Source text.
□ □ □ □ □

Disclaimer: this is alpha-quality code, and the API is not yet stable
Schemaless is a Python module that implements the pattern described by Bret Taylor in his post How FriendFeed uses MySQL to store schema-less data. There are a couple of other Python modules out there that do this already. Here's how schemaless is different:
- Only MySQL is supported. That said, I'd love to add SQLite support in the future.
- Sharding isn't yet supported. Should be pretty straightforward to implement, though.
- There's an optional "ORM" (which isn't really relational) implemented as
schemaless.orm
. The "ORM" really is optional, and the interface described by FriendFeed is all usable and decoupled from the session/object stuff. - The ORM is designed to be mostly declarative and easy to use. That means that
you can say, "I have have a document type
User
, and please can I have an index on(user_id)
, and I'd also like an index on(first_name, last_name)
please." The ORM will then create the necessary index tables and automatically update them when you add new users; it will also know how to pick the most specific index, given an arbitrary query.
The code exported under the schemaless
module exactly mimics the behavior and
interface described by FriendFeed.
Consider the following MySQL database schema:
CREATE TABLE entities (
added_id INT NOT NULL AUTO_INCREMENT PRIMARY KEY,
id BINARY(16) NOT NULL,
updated TIMESTAMP NOT NULL DEFAULT CURRENT_TIMESTAMP,
body MEDIUMBLOB,
UNIQUE KEY (id),
KEY (updated)
) ENGINE=InnoDB;
CREATE TABLE index_user_id (
entity_id BINARY(16) NOT NULL UNIQUE,
user_id CHAR(32) NOT NULL,
PRIMARY KEY (user_id, entity_id)
) ENGINE=InnoDB;
CREATE TABLE index_user_name (
entity_id BINARY(16) NOT NULL UNIQUE,
first_name VARCHAR(255) NOT NULL,
last_name VARCHAR(255) NOT NULL,
PRIMARY KEY (first_name, last_name, entity_id)
) ENGINE=InnoDB;
CREATE TABLE index_foo (
entity_id BINARY(16) NOT NULL UNIQUE,
bar INTEGER NOT NULL,
PRIMARY KEY (bar, entity_id)

□ □ □ □ □

Information given.
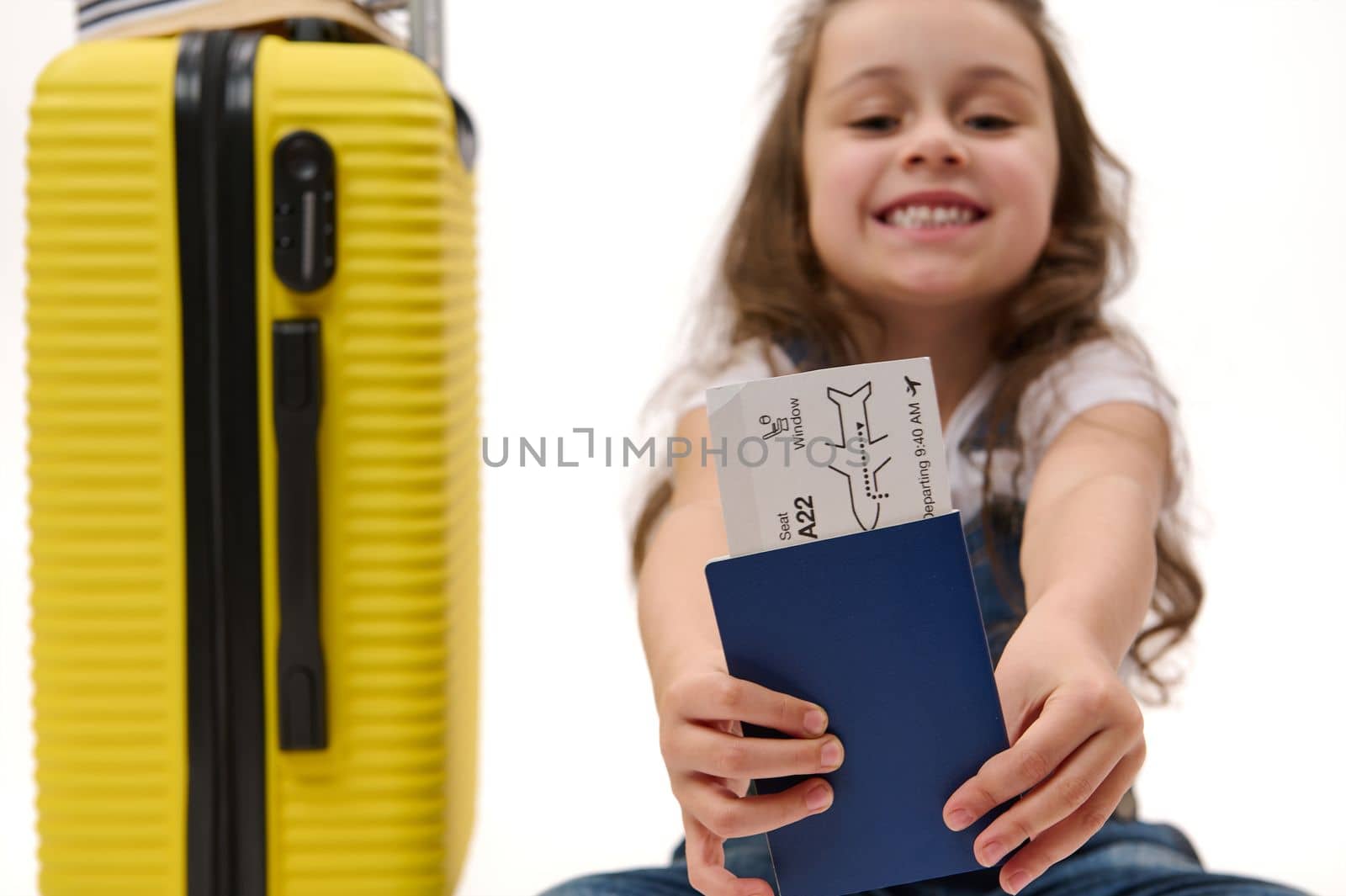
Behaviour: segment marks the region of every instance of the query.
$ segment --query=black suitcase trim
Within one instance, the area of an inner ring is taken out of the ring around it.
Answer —
[[[253,66],[183,35],[175,74],[187,569],[187,895],[267,892]]]

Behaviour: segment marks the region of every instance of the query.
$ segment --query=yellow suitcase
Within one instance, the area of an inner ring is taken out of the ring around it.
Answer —
[[[28,135],[39,884],[448,893],[474,813],[471,130],[378,44],[79,44]]]

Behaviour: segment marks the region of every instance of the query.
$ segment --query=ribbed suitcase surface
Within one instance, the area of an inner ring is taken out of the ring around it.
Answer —
[[[48,66],[32,105],[31,572],[48,895],[190,893],[178,51],[178,39],[82,44]],[[253,73],[267,892],[441,893],[462,868],[475,771],[472,176],[443,86],[405,54],[268,36]],[[336,171],[335,274],[307,293],[272,265],[272,153],[295,130],[319,135]],[[295,319],[318,322],[323,362],[328,740],[303,751],[281,749],[276,705],[271,352],[273,323]]]

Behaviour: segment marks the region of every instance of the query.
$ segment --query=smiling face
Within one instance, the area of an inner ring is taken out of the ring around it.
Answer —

□ □ □ □ □

Requirements.
A) Decide whether each statement agrees with the text on the schemaless module, answering yes or no and quoting the words of the text that settle it: (i) MySQL is the only database the module supports. (ii) The module already supports sharding. (iii) The primary key of the index_user_name table is made of first_name, last_name and entity_id.
B) Return the part of the text on the schemaless module starting with "Disclaimer: this is" and going on through "in the future.".
C) Take the text on the schemaless module further, beginning right after the point where it stops.
None of the records is needed here.

Answers to the problems.
A)
(i) Yes: "Only MySQL is supported."
(ii) No: "Sharding isn't yet supported."
(iii) Yes: "PRIMARY KEY (first_name, last_name, entity_id)"

B)
Disclaimer: this is alpha-quality code, and the API is not yet stable
Schemaless is a Python module that implements the pattern described by Bret Taylor in his post How FriendFeed uses MySQL to store schema-less data. There are a couple of other Python modules out there that do this already. Here's how schemaless is different:
- Only MySQL is supported. That said, I'd love to add SQLite support in the future.

C)
) ENGINE=InnoDB;
The meaning of all of these tables should be clear to you if you've read Bret's blog post. The following code is a simple example of the interface that Schemaless provides:
import schemaless
from schemaless import c
ds = schemaless.DataStore(mysql_shards=['localhost:3306'], user='foo', password='foo', database='foo')
# declare which indexes are available
user = ds.define_index('index_user_id', ['user_id'])
user_name = ds.define_index('index_user_name', ['first_name', 'last_name'])
foo = ds.define_index('index_foo', ['bar'])
# automatically knows that index entries should be created in index_user_id and
# index_user_name, based on the keys in the row given
row = ds.put({'first_name': 'evan', 'last_name': 'klitzke', 'user_id': schemaless.guid()})
# query based on user_id, using the index defined by 'index_user_id'
print user.query(c.user_id == row.user_id)
# query based on first/last name, using the index defined by 'index_user_name'
print user_name.query(c.first_name == 'evan', c.last_name == 'klitzke')
There's an optional ORM layer, exported via the module schemaless.orm
. When
you use the ORM layer you can use indexes declaratively, and Schemaless can
automatically pick the correct index to use based on your query. The ORM layer
also knows how to do queries when a full index isn't available (e.g. if you add
a query restriction that isn't fully covered by an index).
The best way to get a feel for the ORM is to look at the example in
examples/blog/main.py
. This is the implementation of a trivial "blog"
application that uses Schemaless and Tornado. It's only about a hundred lines of
code, and shows a few different working parts interacting together.
There's a class called IndexUpdater
exported by the schemaless
module that
provides a basic template for batches that add/update/prune indexes. It's
probably easiest to understand how it works if you look at the source code for
it, which provides an example of a batch that adds a new index in the module
documentation. Look under schemaless/batch.py
.